Brontekst:
____
Onder Jim Crow hielpen de literaire kunstenaars die ons Afro-Amerikaanse literatuur hebben geschonken, door de aandacht te vestigen op de misstanden van de segregatie, mee aan de totstandkoming van een politiek die was gebaseerd op een beroep op een blanke machtsstructuur, zogenaamd namens het hele ras, om te verkondigen (om Du Bois’ bekendste tekst, The Souls of Black Folk, te citeren) dat “het probleem van de twintigste eeuw het probleem van de kleurlijn is”. Die politiek was beperkt doordat het een politiek was van de elite en niet van directe actie. In werkelijkheid kwam dat doordat rassendiscriminatie, afgedwongen door geweld en door wetten, de meeste zwarte Amerikanen in het Zuiden ervan weerhield effectief namens henzelf politiek op te treden.
____
[Items uit de dataset]
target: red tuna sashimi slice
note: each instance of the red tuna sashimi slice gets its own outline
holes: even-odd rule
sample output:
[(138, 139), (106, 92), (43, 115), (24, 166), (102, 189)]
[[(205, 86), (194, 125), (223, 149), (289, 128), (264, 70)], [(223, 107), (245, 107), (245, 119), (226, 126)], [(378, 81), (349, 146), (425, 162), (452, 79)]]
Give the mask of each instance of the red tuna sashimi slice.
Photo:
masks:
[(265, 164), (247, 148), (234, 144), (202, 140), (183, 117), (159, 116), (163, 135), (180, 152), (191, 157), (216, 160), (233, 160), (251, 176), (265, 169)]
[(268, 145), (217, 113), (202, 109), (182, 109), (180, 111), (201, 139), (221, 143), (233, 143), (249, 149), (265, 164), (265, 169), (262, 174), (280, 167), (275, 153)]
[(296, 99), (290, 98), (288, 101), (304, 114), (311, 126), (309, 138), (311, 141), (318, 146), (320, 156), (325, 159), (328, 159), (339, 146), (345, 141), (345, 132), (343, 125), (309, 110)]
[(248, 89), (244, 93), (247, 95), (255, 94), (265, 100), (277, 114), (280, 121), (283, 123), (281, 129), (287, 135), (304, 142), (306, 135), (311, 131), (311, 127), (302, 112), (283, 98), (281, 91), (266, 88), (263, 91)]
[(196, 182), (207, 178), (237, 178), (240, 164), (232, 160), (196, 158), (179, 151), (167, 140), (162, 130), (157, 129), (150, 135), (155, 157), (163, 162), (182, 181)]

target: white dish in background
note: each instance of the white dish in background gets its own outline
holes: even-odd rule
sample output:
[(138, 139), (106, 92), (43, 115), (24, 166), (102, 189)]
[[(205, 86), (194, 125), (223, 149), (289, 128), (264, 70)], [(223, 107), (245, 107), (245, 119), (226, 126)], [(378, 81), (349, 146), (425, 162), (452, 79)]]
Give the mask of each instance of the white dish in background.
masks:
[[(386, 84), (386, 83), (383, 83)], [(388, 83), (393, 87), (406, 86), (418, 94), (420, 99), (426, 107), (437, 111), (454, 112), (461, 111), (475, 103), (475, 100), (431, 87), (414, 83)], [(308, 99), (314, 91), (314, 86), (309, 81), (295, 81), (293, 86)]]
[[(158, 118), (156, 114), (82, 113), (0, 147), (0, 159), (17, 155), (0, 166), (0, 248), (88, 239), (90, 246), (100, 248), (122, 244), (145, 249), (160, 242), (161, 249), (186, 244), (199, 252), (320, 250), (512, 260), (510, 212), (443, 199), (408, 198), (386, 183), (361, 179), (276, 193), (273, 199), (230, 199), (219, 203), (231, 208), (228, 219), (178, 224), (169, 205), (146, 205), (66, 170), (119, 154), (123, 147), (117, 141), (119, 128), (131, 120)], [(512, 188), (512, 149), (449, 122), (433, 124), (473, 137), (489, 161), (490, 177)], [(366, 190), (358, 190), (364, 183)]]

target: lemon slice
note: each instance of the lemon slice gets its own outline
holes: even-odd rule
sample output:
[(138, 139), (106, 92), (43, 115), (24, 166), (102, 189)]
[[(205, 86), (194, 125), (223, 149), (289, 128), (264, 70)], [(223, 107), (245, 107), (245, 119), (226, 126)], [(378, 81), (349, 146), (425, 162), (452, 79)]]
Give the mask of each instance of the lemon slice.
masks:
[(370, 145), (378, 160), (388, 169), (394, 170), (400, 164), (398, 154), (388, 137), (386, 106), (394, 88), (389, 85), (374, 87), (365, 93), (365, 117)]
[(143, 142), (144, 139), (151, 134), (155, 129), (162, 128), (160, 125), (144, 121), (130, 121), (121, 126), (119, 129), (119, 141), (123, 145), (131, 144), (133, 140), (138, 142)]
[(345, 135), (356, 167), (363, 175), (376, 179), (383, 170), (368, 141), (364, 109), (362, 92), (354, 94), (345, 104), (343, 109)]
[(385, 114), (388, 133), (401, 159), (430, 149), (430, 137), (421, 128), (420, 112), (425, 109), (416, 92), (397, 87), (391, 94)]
____
Gebruik de informatie:
a – Vertaal de volgende zin uit de tekst over Jim Crow in het Engels: "Die politiek was beperkt doordat het een politiek was van de elite en niet van directe actie."
b – Druk uit de tekst over Jim Crow het gedeelte af dat begint met "Onder Jim Crow" en doorloopt tot en met "op te treden.".
Het materiaal heb je hier niet nodig.

Uitkomsten van oefening:
a – That politics was limited because it was a politics of the elite and not of direct action.

b –
Onder Jim Crow hielpen de literaire kunstenaars die ons Afro-Amerikaanse literatuur hebben geschonken, door de aandacht te vestigen op de misstanden van de segregatie, mee aan de totstandkoming van een politiek die was gebaseerd op een beroep op een blanke machtsstructuur, zogenaamd namens het hele ras, om te verkondigen (om Du Bois’ bekendste tekst, The Souls of Black Folk, te citeren) dat “het probleem van de twintigste eeuw het probleem van de kleurlijn is”. Die politiek was beperkt doordat het een politiek was van de elite en niet van directe actie. In werkelijkheid kwam dat doordat rassendiscriminatie, afgedwongen door geweld en door wetten, de meeste zwarte Amerikanen in het Zuiden ervan weerhield effectief namens henzelf politiek op te treden.